PASSAGE PROVIDED:
****
The Lubrication of Words and the Shape of Silence
On the Air That Flows Through Two Cities
※ This essay is a personal record based on observations by a Korean who has spent many years living abroad, looking back at Korean society through the distance created by time and place. Korean society appears in diverse forms depending on region, generation, and environment, and the perspective presented here does not claim to represent all Koreans.
I didn’t notice the silence until I started listening for it.
In Seoul’s morning elevators, dozens of people pack in shoulder to shoulder without a single word. In London, the same crowded space usually comes with small apologies and quick acknowledgments. Neither feels wrong. They simply feel different, like breathing different kinds of air.
What follows is what I noticed.
Crowded but Quiet: The Shape of Silence
Stand in the middle of Seoul or Busan and the first thing that hits you is density. People move nonstop. The streets are always full. The city never pauses.
But stop for a moment and listen. Something unexpected appears.
Even with bodies pressed close and constant motion all around, voices are rare. It feels like walking through a silent movie, where only movement and background sounds remain.
Early-morning elevators bring this quiet into sharp focus.
The doors slide open. People squeeze in silently, filling every inch. There’s barely room to slip a hand between shoulders. Someone rushes in at the last second and wedges themselves into the remaining gap.
The air stays still.
In many other cities, this is where you would hear “Sorry” or “Excuse me.” Here, a hand reaches out first and presses the close button. A short mechanical beep follows. That’s all.
No one speaks. Some stare at the floor. Others scroll on their phones. A few look into empty space. Eyes rarely meet. The elevator rises, and the moment ends without comment.
Restaurants follow the same rhythm. You sit down. A server appears right away. The order is short.
“This one, please.”
There’s no need for extra feeling in the words. Big smiles or long greetings are rare. Yet somehow the order is understood perfectly, the food arrives quickly, and the bill is handled without fuss.
Small talk is simply left out. Everything moves faster.
But the longer you stay, the heavier that quiet begins to feel.
The Lubrication of Words: Easing Everyday Friction
London’s morning Tube platform runs on a different beat. The space is just as tight. People are just as rushed.
Yet when bodies brush too close, sound comes first.
“Sorry.”
It’s quick, almost automatic. The other person nods.
“No worries.”
A brief smile passes between them. It doesn’t explain anything. It simply melts the small tension of near contact. The moment moves on.
Cafés work the same way. If you hesitate in front of the menu, staff often step in gently.
“Take your time.”
It doesn’t speed things up, but it breaks the silence before it turns awkward.
“Busy day?”
“Yeah, always.”
These small exchanges don’t carry much information. They create a soft buffer so silence doesn’t stiffen into discomfort. Even if you linger, unease doesn’t pile up right away.
****
AVAILABLE DATA:
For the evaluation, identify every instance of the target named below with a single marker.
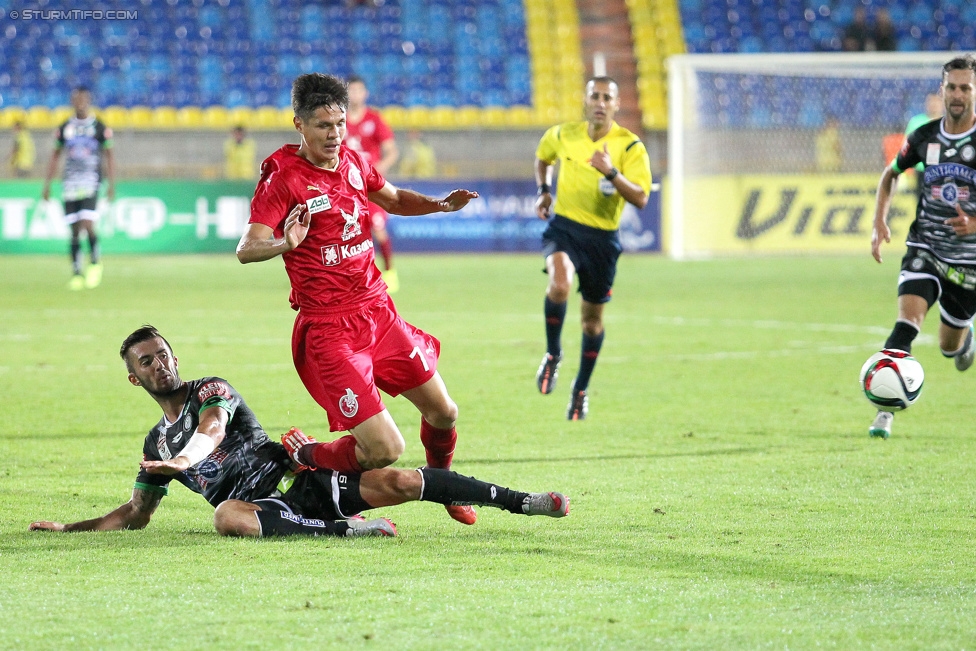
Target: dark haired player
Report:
****
THINGS TO DO:
• a. Rewrite the paragraph of the essay on Seoul and London that opens with "The doors slide open" as a single, shorter sentence that keeps its main facts.
• b. Set down the passage of the essay on Seoul and London word for word, beginning at the words "Crowded but Quiet: The" and stopping after "follows. That’s all.".

OUTPUTS BY TASK:
• a. When the doors open, people silently pack in until hardly any space remains between shoulders, and a last-second arrival wedges into the final gap.

• b.
Crowded but Quiet: The Shape of Silence
Stand in the middle of Seoul or Busan and the first thing that hits you is density. People move nonstop. The streets are always full. The city never pauses.
But stop for a moment and listen. Something unexpected appears.
Even with bodies pressed close and constant motion all around, voices are rare. It feels like walking through a silent movie, where only movement and background sounds remain.
Early-morning elevators bring this quiet into sharp focus.
The doors slide open. People squeeze in silently, filling every inch. There’s barely room to slip a hand between shoulders. Someone rushes in at the last second and wedges themselves into the remaining gap.
The air stays still.
In many other cities, this is where you would hear “Sorry” or “Excuse me.” Here, a hand reaches out first and presses the close button. A short mechanical beep follows. That’s all.